WHAT YOU NEED TO DO | Please extract every line of the listing below and reproduce each one without any change.

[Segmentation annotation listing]
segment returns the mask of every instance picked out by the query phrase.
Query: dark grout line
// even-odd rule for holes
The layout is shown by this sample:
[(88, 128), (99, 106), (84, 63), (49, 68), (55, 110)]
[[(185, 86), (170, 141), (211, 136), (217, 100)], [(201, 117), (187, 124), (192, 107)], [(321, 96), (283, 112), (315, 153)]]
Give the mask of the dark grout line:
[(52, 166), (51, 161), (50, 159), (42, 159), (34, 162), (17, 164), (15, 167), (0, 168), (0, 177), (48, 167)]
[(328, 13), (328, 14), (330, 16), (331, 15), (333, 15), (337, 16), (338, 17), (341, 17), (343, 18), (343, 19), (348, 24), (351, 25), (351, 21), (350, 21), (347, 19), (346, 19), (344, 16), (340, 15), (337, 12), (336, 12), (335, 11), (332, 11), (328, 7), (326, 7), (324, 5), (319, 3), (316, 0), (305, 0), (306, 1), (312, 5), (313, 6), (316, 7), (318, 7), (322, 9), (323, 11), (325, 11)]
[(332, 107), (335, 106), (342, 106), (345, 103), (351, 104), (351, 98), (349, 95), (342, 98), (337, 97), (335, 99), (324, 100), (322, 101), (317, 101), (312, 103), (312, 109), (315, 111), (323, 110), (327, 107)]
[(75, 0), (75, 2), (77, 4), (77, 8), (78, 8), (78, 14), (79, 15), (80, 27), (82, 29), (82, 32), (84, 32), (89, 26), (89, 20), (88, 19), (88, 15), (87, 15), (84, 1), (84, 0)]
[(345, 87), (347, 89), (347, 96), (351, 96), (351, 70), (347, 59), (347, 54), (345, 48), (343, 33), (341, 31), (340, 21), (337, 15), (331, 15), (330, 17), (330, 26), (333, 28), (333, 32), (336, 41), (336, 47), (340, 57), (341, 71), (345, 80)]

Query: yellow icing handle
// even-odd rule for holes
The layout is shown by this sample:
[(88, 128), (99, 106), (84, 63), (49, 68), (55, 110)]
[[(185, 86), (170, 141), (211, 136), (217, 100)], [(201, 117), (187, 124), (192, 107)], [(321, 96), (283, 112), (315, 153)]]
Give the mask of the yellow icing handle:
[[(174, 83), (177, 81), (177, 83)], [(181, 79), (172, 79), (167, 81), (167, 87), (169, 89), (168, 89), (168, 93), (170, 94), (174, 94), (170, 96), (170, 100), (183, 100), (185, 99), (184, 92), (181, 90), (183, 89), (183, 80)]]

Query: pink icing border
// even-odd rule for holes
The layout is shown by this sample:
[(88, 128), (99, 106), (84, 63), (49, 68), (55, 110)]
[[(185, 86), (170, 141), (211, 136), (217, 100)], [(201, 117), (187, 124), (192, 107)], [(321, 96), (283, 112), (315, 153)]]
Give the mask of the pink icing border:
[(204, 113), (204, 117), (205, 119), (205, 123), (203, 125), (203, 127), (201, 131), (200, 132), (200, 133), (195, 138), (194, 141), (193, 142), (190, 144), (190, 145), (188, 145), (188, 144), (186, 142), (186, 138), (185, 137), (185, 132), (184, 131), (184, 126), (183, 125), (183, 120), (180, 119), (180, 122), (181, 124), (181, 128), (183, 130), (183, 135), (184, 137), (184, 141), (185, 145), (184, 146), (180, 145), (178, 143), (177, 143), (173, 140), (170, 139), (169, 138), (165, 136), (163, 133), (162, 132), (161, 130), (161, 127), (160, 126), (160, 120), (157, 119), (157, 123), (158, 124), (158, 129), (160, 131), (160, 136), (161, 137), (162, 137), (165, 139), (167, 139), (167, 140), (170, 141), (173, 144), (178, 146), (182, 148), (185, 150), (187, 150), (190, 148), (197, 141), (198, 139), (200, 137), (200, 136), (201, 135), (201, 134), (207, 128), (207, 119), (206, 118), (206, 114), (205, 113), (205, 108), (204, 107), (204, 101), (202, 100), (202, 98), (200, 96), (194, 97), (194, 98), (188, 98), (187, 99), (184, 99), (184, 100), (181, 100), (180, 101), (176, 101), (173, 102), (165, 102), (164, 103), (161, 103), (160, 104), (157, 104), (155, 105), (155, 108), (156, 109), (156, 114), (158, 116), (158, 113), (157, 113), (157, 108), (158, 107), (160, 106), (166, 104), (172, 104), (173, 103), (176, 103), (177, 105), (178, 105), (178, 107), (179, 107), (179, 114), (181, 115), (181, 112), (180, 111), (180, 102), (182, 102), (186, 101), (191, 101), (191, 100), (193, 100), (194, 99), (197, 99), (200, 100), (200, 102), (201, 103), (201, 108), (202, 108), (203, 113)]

EXPECTED OUTPUT |
segment returns the mask of every instance picked out by the query phrase.
Query: dark grout line
// even-odd rule for holes
The layout is shown by this sample:
[(88, 128), (99, 106), (84, 63), (49, 68), (55, 110)]
[[(185, 86), (170, 141), (211, 136), (217, 100)], [(201, 117), (187, 124), (192, 107)], [(321, 96), (283, 112), (315, 153)]]
Give the mask of the dark grout line:
[(52, 166), (51, 161), (50, 159), (42, 159), (34, 162), (17, 164), (15, 167), (0, 168), (0, 177), (48, 167)]
[(328, 13), (328, 14), (330, 16), (331, 15), (333, 15), (337, 16), (338, 17), (341, 17), (343, 18), (343, 19), (348, 24), (351, 25), (351, 21), (350, 21), (347, 19), (346, 19), (344, 16), (340, 15), (337, 12), (336, 12), (335, 11), (332, 11), (328, 7), (326, 7), (324, 5), (319, 3), (316, 0), (305, 0), (306, 1), (312, 5), (313, 6), (316, 7), (318, 7), (322, 9), (323, 11), (325, 11)]
[(332, 107), (335, 106), (342, 106), (345, 103), (351, 104), (351, 98), (349, 95), (342, 98), (337, 97), (335, 99), (324, 100), (322, 101), (317, 101), (312, 103), (312, 109), (315, 111), (323, 110), (327, 107)]
[(75, 0), (75, 2), (77, 4), (77, 8), (78, 8), (78, 14), (79, 15), (80, 27), (82, 29), (82, 32), (84, 32), (89, 26), (89, 20), (88, 19), (88, 15), (87, 15), (84, 1), (84, 0)]
[(345, 87), (347, 89), (347, 96), (351, 96), (351, 70), (347, 59), (347, 54), (345, 48), (343, 33), (341, 31), (340, 21), (337, 15), (331, 15), (330, 17), (330, 26), (333, 28), (333, 32), (336, 41), (336, 47), (340, 57), (341, 71), (345, 80)]

Query: yellow icing handle
// even-odd rule for holes
The layout is shown by this sample:
[(88, 128), (99, 106), (84, 63), (49, 68), (55, 110)]
[[(185, 86), (170, 141), (211, 136), (217, 100)], [(201, 117), (187, 124), (192, 107)], [(321, 96), (283, 112), (315, 153)]]
Give the mask of the yellow icing handle:
[[(174, 83), (177, 81), (177, 83)], [(181, 79), (172, 79), (167, 81), (167, 87), (169, 89), (168, 89), (168, 93), (170, 94), (174, 94), (170, 96), (170, 100), (183, 100), (185, 99), (184, 92), (181, 90), (183, 89), (183, 80)]]

Query: pink icing border
// even-odd rule for holes
The layout is shown by this sample:
[(88, 128), (99, 106), (84, 63), (49, 68), (55, 110)]
[[(185, 86), (170, 141), (211, 136), (217, 100)], [(201, 117), (187, 124), (192, 107)], [(321, 96), (283, 112), (315, 153)]]
Give the mask of the pink icing border:
[(204, 113), (204, 117), (205, 119), (205, 123), (203, 125), (203, 127), (201, 131), (200, 132), (200, 133), (195, 138), (194, 141), (193, 142), (190, 144), (190, 145), (188, 145), (188, 144), (186, 142), (186, 138), (185, 137), (185, 132), (184, 131), (184, 126), (183, 125), (183, 120), (180, 119), (180, 122), (181, 124), (181, 128), (183, 130), (183, 135), (184, 137), (184, 141), (185, 145), (184, 146), (180, 145), (178, 143), (177, 143), (173, 140), (170, 139), (169, 138), (165, 136), (163, 133), (162, 132), (161, 130), (161, 127), (160, 126), (160, 120), (157, 119), (157, 123), (158, 124), (158, 129), (160, 131), (160, 136), (161, 137), (162, 137), (165, 139), (167, 139), (167, 140), (170, 141), (173, 144), (178, 146), (182, 148), (185, 150), (187, 150), (190, 148), (197, 141), (198, 139), (200, 137), (200, 136), (201, 135), (201, 134), (207, 128), (207, 119), (206, 118), (206, 114), (205, 113), (205, 108), (204, 107), (204, 101), (202, 100), (202, 98), (200, 96), (194, 97), (194, 98), (188, 98), (187, 99), (184, 99), (184, 100), (181, 100), (180, 101), (176, 101), (173, 102), (165, 102), (164, 103), (161, 103), (160, 104), (157, 104), (155, 105), (155, 108), (156, 109), (156, 114), (158, 116), (158, 113), (157, 113), (157, 108), (158, 107), (160, 106), (166, 104), (172, 104), (173, 103), (176, 103), (177, 105), (178, 105), (178, 107), (179, 107), (179, 114), (181, 115), (181, 112), (180, 111), (180, 102), (182, 102), (186, 101), (191, 101), (191, 100), (193, 100), (194, 99), (197, 99), (200, 100), (200, 102), (201, 103), (201, 108), (202, 108), (203, 113)]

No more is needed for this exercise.